(ИЗВЛЕЧЁННЫЙ ТЕКСТ):
**********

Когда на южном берегу Амура китайских солдат сменили японские, на великой реке, которая по-китайски называется Хэйлунцзян (Река Черного Дракона) сразу же усилилась политическая напряженность. Но причины у этой напряженности были не только политического, но и природного характера. За 75 лет, прошедшие со времен Айгунского и Пекинского договоров главный фарватер Амура в нескольких районах изменился в результате штормов, наводнений и других природных причин. Этот природный феномен вызвал политические проблемы. Если, например, главный фарватер реки, проходивший у южного берега острова, изменился и стал проходить у северного берега, принадлежность острова теперь могла считаться спорной. Кроме того, если ранее воды у северного берега острова были внутренним водным путем нации, владевшей северным берегом, после смены фарватера могли считаться международным водным путем, открытым для свободного судоходства.

Именно это и произошло с группой небольших островов в 70 милях к юго-востоку от советского города Благовещенск. Там, к досаде советских властей, главный фарватер Амура изменился и стал проходить не к югу, а к северу от островов. Советская сторона возражала, что это изменение главного фарватера является временным и не должно влиять на принадлежность островов. Советские инженерные части построили железобетонные заграждения у северной стороны островов, закрыв эту часть реки для судоходства, в соответствии с советским пониманием государственной границы.

Весной 1937 года ледоход на Амуре сбил и унес некоторые из заграждений, построенных советскими солдатами. Решив использовать эту возможность, 31 мая несколько кораблей речной флотилии Маньчжоу-Го прошли главным фарватером поблизости от самого большого из спорных островов, который по-маньчжурски назывался Канчацу, а по-русски Большой остров. Этот демонстративный маневр широко освещался в прессе Маньчжоу-Го. Советская сторона огонь по маньчжурским кораблям не открывала, но 19 июня отряд из 20 советских солдат занял остров Канчацу, прогнав оттуда нескольких маньчжур, которые искали там золото. На следующий день маньчжурские солдаты и полицейские попытались высадиться на остров, но советские солдаты встретили их огнем и заставили отступить. 22 июня на остров высадилось еще больше советских солдат, и было замечено, что они оборудуют там оборонительные позиции. К острову подошли три советских бронекатера.

**********

(ЗАПИСИ):
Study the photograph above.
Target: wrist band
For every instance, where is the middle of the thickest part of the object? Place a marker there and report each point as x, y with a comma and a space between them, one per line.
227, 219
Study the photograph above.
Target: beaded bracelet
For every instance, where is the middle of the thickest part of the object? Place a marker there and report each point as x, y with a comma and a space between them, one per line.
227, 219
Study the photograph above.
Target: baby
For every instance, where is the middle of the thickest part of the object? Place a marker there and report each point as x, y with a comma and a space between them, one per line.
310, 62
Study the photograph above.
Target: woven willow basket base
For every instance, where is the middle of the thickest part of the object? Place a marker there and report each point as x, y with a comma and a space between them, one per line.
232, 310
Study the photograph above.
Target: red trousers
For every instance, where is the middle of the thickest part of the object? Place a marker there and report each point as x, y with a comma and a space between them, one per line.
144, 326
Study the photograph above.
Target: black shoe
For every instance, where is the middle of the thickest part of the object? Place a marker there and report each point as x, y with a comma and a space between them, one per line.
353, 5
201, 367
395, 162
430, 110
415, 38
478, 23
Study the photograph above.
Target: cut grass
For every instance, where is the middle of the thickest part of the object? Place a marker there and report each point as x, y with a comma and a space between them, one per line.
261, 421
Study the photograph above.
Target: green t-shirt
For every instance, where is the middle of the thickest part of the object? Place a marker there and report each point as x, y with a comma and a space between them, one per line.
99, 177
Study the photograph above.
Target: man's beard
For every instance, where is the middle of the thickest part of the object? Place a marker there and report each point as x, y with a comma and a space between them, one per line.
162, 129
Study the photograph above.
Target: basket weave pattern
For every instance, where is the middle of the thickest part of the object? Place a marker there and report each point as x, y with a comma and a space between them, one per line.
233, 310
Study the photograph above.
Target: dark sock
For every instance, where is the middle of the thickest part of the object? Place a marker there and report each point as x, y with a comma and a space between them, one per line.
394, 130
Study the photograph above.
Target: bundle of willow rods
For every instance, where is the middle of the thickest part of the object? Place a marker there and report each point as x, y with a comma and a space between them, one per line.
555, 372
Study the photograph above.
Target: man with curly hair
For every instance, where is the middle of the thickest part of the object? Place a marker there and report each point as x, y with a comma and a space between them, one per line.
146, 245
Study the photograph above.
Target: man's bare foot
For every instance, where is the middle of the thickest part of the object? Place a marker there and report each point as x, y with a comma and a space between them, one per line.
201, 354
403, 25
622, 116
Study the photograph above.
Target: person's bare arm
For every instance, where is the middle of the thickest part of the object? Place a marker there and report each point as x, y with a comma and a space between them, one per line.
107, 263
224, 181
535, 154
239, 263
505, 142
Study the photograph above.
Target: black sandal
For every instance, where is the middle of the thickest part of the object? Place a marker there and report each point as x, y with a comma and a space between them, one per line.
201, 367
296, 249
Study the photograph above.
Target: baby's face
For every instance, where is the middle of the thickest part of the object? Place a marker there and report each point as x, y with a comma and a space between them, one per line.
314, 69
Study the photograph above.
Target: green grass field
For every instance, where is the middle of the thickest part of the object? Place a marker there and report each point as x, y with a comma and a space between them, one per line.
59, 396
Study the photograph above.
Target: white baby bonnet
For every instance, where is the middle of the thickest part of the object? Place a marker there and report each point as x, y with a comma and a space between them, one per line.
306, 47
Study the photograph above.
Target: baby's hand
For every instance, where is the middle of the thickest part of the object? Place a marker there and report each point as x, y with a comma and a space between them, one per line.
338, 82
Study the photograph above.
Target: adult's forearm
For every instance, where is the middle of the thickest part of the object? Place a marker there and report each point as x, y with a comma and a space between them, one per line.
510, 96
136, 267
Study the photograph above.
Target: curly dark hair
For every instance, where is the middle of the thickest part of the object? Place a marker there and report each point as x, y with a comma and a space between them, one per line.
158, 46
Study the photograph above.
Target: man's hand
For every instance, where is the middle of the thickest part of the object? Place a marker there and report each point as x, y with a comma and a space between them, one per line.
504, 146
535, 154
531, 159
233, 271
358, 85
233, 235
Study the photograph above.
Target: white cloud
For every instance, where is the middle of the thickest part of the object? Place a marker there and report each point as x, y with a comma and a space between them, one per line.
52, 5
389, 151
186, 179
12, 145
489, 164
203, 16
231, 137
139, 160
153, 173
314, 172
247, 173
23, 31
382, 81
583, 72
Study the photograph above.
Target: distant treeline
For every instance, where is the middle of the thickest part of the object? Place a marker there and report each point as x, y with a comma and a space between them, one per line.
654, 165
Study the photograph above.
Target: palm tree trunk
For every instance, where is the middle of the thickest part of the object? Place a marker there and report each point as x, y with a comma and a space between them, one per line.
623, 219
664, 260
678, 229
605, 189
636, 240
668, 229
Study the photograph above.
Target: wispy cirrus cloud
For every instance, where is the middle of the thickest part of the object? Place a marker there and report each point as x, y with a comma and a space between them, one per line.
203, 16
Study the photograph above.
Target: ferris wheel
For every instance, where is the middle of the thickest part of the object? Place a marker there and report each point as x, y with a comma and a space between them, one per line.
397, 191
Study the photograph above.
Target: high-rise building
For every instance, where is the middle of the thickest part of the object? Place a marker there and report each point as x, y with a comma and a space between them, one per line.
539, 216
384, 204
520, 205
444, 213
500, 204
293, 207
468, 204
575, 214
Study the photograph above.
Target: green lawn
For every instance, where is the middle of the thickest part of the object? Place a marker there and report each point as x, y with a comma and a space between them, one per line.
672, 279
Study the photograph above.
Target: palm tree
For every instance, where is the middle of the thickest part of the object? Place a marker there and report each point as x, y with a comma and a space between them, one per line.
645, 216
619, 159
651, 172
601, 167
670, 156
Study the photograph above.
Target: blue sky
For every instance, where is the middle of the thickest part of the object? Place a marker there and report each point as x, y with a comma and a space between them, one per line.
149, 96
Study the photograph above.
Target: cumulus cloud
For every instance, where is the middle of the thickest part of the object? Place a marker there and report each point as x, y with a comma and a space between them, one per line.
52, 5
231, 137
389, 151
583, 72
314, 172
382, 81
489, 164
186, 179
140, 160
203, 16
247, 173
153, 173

**********

(ЗАДАНИЯ):
(a) Сколько советских солдат заняло остров Канчацу 19 июня, если верить тексту об островах на Амуре?
(b) Повторите дословно отрывок из текста об островах на Амуре: от «Именно это и» до «пониманием государственной границы.» включительно.
Записи здесь ни при чём.

(ОТВЕТЫ К УПРАЖНЕНИЮ):
(a) Остров заняли 20 советских солдат.

(b)
Именно это и произошло с группой небольших островов в 70 милях к юго-востоку от советского города Благовещенск. Там, к досаде советских властей, главный фарватер Амура изменился и стал проходить не к югу, а к северу от островов. Советская сторона возражала, что это изменение главного фарватера является временным и не должно влиять на принадлежность островов. Советские инженерные части построили железобетонные заграждения у северной стороны островов, закрыв эту часть реки для судоходства, в соответствии с советским пониманием государственной границы.